The eighth edition of the Climate Transparency report was released recently.
 
Key Points
  • The report, which assessed the climate actions by G20 countries found that the members’ support to produce fossil fuels have reached new heights at 64 billion USD in 2021, despite the worsening of climate crisis.
  • Wider government fossil fuel subsidies, which shrunk to 147 billion USD in 2020, rose back again by 29 per cent to 190 billion USD in 2021.
  • The subsidies continue to spike into 2022, partly because of the Russian war in Ukraine causing inflation in energy sector, which has increased profits of energy manufacturers.
  • G20 members with highest total subsidies for fossil fuels are China, Indonesia and the United Kingdom.
  • These subsidies are contributing to the global temperature surpassing the 1.5 degrees Celsius warming limit agreed under the Paris Agreement and reaffirmed in 2021 at the COP26 held in Glasgow.
  • The report also found that energy emissions also rebounded across G20 countries by 5.9 per cent last year, returning back to the pre-pandemic levels despite the warning from the Intergovernmental Panel on Climate Change (IPCC) that recommended reducing emissions by 50 per cent to keep the 1.5 degree warming levels.

○ ○ ○ ○ ○

- TASKS TO COMPLETE -
1. Based on the summary of the Climate Transparency report, decide whether each statement agrees with it: (a) wider government fossil fuel subsidies reached 190 billion USD in 2021; (b) Germany is among the G20 members with the highest total fossil fuel subsidies; (c) energy emissions across G20 countries fell last year. Give yes or no for each, with the deciding words quoted.
2. According to the summary of the Climate Transparency report, what level did G20 members' support to produce fossil fuels reach in 2021?
3. Using the summary of the Climate Transparency report, explain why fossil fuel subsidies continued to spike into 2022.

○ ○ ○ ○ ○

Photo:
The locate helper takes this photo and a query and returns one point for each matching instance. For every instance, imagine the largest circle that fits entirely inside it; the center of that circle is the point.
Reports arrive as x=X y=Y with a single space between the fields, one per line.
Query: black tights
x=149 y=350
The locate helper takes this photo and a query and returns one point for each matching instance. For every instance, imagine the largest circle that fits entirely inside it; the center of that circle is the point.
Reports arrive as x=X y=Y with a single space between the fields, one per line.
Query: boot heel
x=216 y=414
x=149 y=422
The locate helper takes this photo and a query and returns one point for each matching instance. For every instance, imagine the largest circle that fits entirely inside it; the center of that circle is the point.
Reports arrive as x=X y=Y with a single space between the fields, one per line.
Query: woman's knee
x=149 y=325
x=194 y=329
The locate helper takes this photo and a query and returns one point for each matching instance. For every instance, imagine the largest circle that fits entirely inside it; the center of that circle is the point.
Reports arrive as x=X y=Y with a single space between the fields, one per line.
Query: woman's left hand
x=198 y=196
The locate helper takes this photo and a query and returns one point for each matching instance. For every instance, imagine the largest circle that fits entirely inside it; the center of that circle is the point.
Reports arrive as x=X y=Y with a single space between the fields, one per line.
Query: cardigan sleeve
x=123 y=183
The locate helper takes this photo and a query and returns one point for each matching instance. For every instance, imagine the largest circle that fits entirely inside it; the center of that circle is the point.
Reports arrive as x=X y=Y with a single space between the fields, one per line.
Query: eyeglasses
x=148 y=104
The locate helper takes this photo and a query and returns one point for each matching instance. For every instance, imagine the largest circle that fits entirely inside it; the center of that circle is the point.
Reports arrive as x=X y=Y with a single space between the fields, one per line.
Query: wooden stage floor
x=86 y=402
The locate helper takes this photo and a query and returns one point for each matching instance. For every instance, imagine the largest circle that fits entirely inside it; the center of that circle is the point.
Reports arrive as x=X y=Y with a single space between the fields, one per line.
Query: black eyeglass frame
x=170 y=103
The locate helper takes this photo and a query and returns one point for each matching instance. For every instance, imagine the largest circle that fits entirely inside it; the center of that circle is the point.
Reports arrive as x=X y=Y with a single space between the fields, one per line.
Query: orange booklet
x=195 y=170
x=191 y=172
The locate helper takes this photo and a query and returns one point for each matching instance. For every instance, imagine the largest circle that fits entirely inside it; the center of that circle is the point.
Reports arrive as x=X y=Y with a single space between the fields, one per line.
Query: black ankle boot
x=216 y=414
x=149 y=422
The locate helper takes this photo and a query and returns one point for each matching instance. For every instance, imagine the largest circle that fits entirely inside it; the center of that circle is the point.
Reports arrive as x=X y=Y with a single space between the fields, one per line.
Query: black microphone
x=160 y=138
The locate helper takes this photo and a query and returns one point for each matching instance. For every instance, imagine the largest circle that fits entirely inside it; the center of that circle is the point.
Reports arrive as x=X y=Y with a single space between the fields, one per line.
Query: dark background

○ ○ ○ ○ ○

- TASK RESULTS -
1.
(a) Yes: "rose back again by 29 per cent to 190 billion USD in 2021."
(b) No: "G20 members with highest total subsidies for fossil fuels are China, Indonesia and the United Kingdom."
(c) No: "energy emissions also rebounded across G20 countries by 5.9 per cent last year."

2. It reached 64 billion USD.

3. The subsidies continued to spike partly because the Russian war in Ukraine caused inflation in the energy sector. That inflation increased the profits of energy manufacturers.